(Selected extract)
Mark’s Gospel (5:25-34)
tells of the woman who reached out to touch Jesus’ robe. The biblical
passage that is the scriptural foundation for the Sacrament of the
Anointing of the Sick (James 5:14-15) suggests a link between healing
the body and healing the spirit.
In early Christian communities
the sick were cared for in their homes by deacons and deaconesses,
according to historian Christopher Kauffman. Baptism and the Eucharist
were viewed as having a curative effect on the sick.
After the legalization
of Christianity in the Roman Empire, Christians founded hospitals.
One of the most notable was the one started by Basil the Great around
372 in Caesarea in his diocese of Cappadocia. Later, Benedictine monks
included infirmaries in their monasteries. These evolved into hospitals.
Other religious communities
sponsored hospitals, a practice that continues today. From its earliest
days, Christianity transformed society’s care of the sick, says historian
Henry Sigerist. Ancient Greeks and Romans who took care of the sick
and poor did so because of a “civic philanthropy,” rather than charity
based on love.
Christianity was the
religion of healing, the religion of the Redeemer and of redemption.
Christians reached out to the suffering to heal the spirit and body.
The early Christians believed, as we do, that people are made in the
image and likeness of God and possess an inherent dignity.

(Data for review)
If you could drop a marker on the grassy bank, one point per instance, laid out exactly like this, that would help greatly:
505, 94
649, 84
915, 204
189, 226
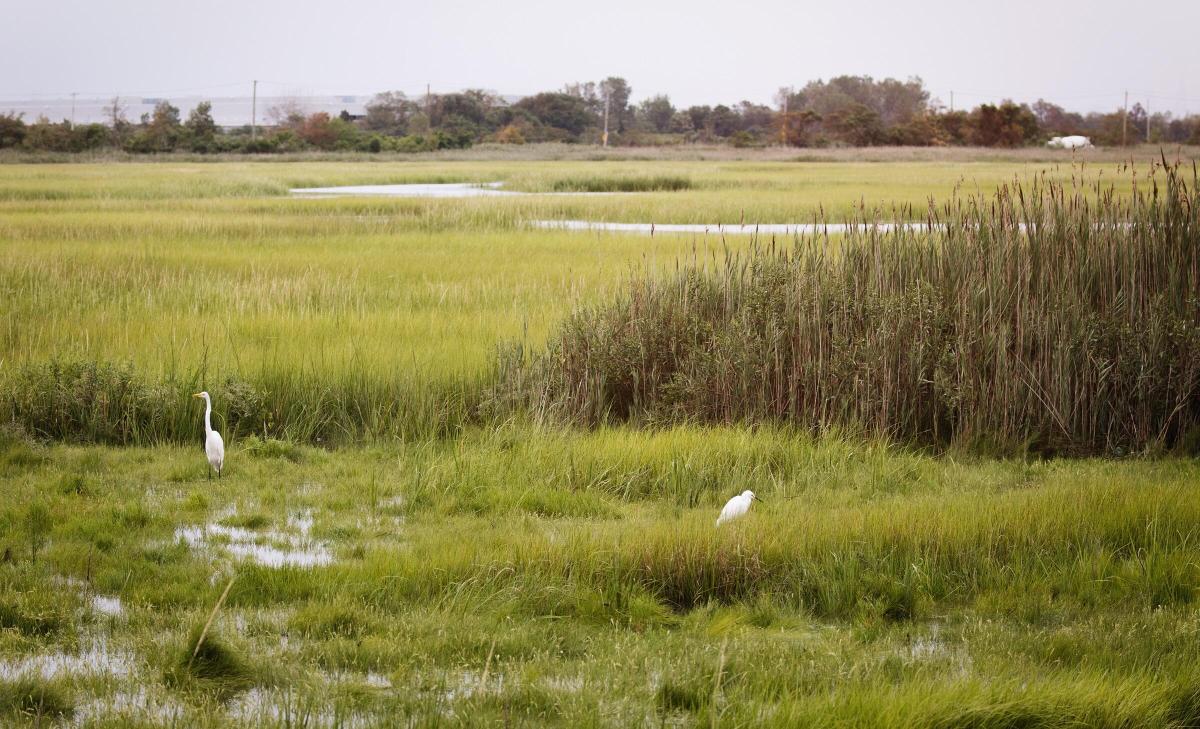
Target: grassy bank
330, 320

...

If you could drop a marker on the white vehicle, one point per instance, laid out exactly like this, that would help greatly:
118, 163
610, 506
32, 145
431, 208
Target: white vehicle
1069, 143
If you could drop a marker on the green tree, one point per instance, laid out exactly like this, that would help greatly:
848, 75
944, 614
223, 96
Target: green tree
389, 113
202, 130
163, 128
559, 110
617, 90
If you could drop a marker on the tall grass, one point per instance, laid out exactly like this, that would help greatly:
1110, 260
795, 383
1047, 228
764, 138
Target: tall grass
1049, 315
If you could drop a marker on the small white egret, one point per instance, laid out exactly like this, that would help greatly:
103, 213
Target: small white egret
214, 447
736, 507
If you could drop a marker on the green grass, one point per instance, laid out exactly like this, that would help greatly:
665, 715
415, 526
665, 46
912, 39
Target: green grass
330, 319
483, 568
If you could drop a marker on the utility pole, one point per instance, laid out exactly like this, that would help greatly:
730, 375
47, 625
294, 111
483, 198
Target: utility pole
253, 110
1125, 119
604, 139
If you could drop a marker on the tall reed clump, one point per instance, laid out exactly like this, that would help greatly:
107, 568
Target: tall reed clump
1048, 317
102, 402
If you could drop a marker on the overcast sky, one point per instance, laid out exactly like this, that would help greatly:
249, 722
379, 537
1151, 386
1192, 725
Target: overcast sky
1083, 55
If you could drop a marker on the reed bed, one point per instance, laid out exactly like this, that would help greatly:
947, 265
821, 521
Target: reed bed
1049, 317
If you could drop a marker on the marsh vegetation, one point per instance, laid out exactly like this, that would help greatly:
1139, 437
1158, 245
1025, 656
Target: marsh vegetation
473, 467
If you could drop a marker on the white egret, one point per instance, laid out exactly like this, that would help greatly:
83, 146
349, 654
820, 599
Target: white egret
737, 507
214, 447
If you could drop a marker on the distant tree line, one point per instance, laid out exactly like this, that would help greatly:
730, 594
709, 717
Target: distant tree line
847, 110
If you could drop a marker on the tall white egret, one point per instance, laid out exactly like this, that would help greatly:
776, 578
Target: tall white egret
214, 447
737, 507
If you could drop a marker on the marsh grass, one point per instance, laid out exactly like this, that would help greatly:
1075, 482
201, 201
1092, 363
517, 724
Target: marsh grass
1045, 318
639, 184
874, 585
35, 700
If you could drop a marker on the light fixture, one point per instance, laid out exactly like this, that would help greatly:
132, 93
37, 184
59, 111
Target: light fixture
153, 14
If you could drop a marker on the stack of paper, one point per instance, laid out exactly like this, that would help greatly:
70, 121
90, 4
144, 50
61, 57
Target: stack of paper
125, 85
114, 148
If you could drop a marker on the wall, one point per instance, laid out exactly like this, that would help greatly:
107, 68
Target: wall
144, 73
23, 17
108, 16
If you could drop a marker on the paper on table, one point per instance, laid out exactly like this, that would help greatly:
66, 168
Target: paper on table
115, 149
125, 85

...

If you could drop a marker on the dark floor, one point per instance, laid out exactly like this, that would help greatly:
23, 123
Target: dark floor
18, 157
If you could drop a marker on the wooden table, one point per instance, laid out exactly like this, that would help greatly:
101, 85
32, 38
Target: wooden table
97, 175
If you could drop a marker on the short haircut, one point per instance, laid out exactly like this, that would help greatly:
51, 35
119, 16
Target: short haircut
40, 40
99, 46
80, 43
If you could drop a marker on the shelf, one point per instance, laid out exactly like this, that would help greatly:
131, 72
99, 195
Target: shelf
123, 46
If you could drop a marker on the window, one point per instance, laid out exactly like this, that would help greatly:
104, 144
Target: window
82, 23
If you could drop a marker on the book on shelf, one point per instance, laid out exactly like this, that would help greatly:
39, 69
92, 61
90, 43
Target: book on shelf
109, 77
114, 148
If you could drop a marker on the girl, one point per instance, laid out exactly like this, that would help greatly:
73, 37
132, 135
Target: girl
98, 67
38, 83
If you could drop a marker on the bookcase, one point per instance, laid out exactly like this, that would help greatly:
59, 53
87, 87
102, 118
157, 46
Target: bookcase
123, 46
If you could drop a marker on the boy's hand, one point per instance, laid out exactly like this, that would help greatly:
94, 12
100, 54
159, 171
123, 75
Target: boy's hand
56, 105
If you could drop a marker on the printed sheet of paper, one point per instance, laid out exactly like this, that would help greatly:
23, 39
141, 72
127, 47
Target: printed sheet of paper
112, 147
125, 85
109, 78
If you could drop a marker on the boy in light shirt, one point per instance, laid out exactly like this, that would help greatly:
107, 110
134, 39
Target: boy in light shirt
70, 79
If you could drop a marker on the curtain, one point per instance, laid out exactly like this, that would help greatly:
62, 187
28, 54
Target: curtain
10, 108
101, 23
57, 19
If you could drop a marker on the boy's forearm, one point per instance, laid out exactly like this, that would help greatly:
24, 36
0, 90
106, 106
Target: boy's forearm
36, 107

(Your tasks)
1. In the passage on Christianity and care of the sick, who started a hospital in Caesarea around 372?
2. Please continue the passage on Christianity and care of the sick, picking up after its final sentence.

(Results of the tasks)
1. Basil the Great

2.
Christianity infused
health care with a spiritual underpinning. Body and spirit are inextricably
linked. Taking care of the sick is imitating Jesus. As St. Vincent
de Paul told his Daughters of Charity, “When you leave your prayers
for the bedside of a patient, you are leaving God for God. Looking
after the sick is praying.”
Medical schools that
teach the link between faith and healing are reinforcing the age-old
notion that medicine is God’s work. That notion predates even Christianity:
“Hold the physician in honor, for he is essential to you, and God
it was who established his profession” (Sirach 38:1). Catholics today
understand medicine as a vocation. “What we do as physicians caring
for patients is intimately related to spirituality,” says Sheehan.
“What we do is a manifestation of God’s healing power. Taking care
of the sick is part of the Kingdom of God.”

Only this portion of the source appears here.